▶ Dataset content:
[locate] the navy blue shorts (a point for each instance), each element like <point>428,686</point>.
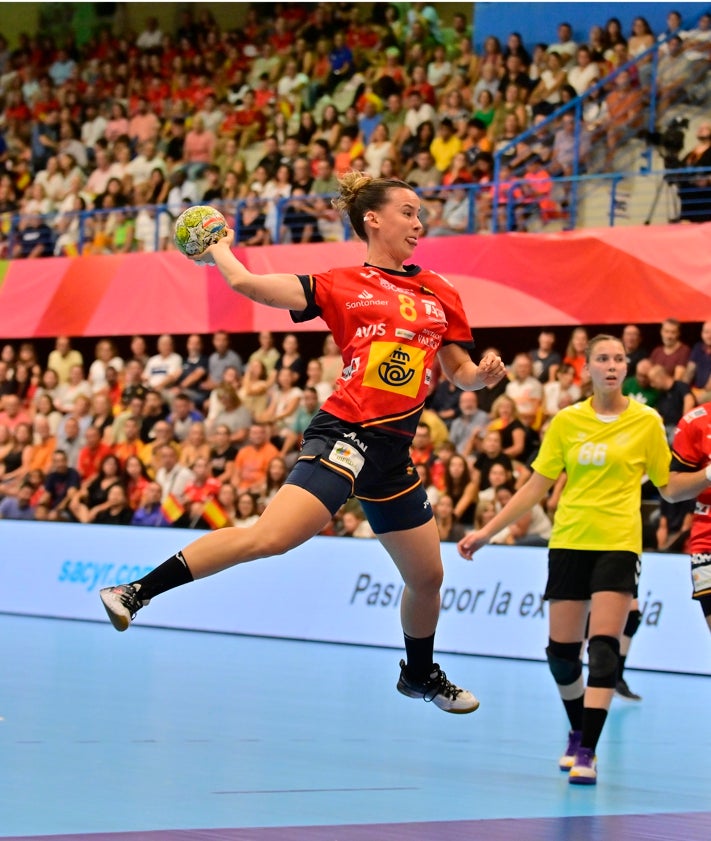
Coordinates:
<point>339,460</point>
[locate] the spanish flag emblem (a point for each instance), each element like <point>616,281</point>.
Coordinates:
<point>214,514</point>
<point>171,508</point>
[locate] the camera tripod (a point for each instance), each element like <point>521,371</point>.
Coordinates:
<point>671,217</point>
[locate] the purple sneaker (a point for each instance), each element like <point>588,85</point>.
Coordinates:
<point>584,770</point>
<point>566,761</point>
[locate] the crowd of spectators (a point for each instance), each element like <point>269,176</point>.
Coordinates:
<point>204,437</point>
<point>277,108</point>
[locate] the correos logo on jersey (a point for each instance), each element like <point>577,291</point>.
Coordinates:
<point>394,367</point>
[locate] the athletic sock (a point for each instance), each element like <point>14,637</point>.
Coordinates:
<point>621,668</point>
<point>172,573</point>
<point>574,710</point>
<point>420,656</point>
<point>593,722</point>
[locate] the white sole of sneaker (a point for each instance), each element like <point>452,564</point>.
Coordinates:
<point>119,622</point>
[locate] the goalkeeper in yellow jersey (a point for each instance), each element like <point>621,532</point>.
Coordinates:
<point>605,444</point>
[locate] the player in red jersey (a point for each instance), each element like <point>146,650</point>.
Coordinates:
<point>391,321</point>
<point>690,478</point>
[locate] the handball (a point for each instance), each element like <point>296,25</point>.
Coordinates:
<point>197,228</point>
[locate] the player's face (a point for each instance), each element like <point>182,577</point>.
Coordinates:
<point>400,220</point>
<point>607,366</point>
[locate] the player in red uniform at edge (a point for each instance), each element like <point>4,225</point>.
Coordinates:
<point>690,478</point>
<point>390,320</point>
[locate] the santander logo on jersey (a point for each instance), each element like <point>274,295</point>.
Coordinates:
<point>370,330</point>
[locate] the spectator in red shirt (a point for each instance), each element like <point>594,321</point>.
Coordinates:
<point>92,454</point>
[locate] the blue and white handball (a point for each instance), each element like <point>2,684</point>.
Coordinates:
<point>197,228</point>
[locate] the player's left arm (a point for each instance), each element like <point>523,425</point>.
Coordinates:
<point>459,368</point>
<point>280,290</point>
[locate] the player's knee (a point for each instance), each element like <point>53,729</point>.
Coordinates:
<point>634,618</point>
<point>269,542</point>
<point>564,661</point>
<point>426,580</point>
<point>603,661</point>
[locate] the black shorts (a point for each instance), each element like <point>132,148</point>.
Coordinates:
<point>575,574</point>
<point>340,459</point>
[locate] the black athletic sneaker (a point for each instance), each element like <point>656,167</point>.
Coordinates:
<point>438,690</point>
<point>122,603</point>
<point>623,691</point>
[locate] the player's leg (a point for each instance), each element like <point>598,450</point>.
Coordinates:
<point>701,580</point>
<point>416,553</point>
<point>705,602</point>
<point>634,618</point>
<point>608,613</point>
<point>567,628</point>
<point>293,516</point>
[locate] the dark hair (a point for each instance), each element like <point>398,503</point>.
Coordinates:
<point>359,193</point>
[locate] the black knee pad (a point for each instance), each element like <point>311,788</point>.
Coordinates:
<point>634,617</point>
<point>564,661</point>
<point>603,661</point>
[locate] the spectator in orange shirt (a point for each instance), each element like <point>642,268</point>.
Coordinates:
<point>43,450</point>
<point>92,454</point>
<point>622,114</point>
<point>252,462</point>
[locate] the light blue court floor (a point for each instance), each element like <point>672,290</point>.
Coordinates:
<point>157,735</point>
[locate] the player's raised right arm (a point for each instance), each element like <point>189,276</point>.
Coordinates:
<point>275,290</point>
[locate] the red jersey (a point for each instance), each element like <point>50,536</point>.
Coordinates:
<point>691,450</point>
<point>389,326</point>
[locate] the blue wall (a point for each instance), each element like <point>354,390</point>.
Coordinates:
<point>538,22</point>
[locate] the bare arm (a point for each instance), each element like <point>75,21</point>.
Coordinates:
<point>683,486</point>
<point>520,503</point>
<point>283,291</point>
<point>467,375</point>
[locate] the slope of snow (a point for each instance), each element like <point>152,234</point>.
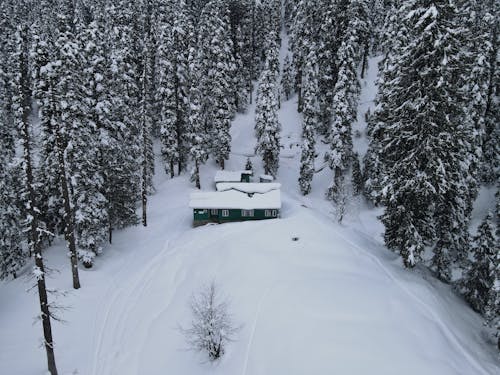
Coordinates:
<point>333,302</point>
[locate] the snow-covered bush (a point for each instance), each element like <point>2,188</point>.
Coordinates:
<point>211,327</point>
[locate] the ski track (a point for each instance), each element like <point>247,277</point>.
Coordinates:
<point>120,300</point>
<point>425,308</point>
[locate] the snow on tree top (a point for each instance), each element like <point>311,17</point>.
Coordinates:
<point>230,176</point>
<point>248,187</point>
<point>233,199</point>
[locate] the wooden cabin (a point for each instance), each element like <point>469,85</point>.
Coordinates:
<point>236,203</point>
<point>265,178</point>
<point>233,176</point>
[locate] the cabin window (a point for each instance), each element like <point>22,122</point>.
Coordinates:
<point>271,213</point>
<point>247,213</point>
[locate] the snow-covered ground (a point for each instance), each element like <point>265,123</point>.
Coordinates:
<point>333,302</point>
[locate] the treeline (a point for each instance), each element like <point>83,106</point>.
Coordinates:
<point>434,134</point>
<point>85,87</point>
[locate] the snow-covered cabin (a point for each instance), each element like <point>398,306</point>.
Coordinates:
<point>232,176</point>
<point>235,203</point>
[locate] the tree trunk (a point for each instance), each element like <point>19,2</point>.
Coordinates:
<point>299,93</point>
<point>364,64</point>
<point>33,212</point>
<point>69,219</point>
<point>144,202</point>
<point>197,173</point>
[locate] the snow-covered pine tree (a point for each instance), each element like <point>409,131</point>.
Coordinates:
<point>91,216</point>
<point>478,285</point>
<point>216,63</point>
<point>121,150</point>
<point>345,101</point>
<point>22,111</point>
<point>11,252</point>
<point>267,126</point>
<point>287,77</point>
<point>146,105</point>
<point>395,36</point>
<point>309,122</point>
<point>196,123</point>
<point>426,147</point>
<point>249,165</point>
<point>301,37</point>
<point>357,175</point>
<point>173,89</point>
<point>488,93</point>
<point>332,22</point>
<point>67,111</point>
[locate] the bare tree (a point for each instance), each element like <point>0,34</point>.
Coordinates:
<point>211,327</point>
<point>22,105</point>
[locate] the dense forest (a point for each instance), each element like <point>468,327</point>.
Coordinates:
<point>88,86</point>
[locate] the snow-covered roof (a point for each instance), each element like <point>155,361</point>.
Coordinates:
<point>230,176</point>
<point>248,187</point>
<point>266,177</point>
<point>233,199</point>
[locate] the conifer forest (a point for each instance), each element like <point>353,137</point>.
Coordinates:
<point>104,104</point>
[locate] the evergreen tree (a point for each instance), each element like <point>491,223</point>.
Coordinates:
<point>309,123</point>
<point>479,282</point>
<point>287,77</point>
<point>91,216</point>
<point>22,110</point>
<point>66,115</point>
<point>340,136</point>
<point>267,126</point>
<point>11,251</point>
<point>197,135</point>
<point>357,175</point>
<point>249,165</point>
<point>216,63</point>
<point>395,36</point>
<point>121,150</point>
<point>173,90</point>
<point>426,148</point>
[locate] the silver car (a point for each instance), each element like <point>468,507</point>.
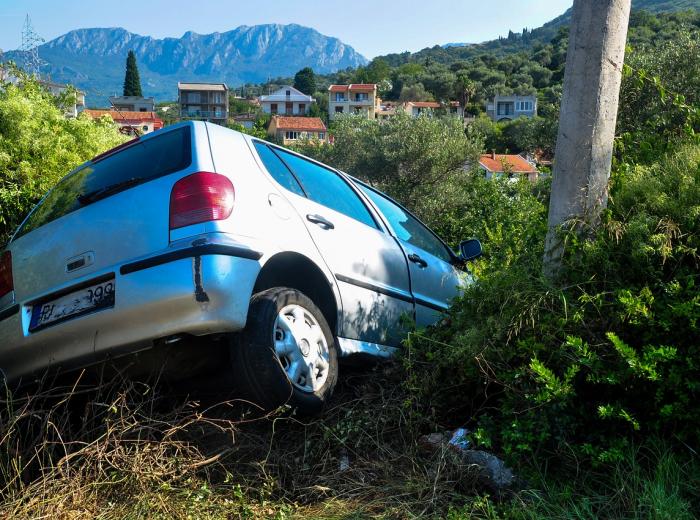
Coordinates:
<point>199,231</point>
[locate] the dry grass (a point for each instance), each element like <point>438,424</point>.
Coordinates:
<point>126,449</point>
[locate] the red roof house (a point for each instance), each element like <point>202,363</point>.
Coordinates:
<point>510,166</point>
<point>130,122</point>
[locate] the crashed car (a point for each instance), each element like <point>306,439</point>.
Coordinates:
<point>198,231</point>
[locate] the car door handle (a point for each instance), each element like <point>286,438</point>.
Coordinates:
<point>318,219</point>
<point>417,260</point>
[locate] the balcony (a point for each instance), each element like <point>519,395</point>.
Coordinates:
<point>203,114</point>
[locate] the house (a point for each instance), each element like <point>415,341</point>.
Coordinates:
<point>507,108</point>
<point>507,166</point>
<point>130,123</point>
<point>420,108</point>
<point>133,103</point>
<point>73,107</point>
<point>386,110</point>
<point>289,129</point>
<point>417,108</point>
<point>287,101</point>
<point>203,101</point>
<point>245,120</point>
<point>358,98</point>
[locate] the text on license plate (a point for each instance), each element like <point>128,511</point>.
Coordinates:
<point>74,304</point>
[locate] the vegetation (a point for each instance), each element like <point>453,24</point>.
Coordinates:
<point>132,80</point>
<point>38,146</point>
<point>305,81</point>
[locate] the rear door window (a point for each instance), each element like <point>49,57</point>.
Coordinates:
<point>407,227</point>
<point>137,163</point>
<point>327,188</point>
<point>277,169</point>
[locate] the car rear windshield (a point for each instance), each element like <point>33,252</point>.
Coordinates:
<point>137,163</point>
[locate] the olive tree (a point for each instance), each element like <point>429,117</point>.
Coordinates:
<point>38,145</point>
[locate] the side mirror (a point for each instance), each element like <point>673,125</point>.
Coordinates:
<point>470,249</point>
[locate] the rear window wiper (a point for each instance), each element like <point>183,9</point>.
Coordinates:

▶ What you need to do: Render as a numbered list, with blank lines omitted, the rows from the line containing "[locate] the rear door" up to and including the final line of the rows.

▶ Result of this task:
1. [locate] the rear door window (a point for each instance), each element like <point>49,57</point>.
2. Coordinates:
3. <point>407,227</point>
4. <point>137,163</point>
5. <point>327,188</point>
6. <point>277,169</point>
7. [locate] the car rear windshield (a point for each instance), each element like <point>33,252</point>.
8. Coordinates:
9. <point>137,163</point>
10. [locate] the olive tree (a point for each instance), each element like <point>429,117</point>.
11. Coordinates:
12. <point>38,145</point>
13. [locate] the side mirror (a point for each instance), each element like <point>673,125</point>.
14. Coordinates:
15. <point>470,249</point>
16. [locate] the rear window wiper (a point for each instance), each element like <point>183,9</point>.
17. Coordinates:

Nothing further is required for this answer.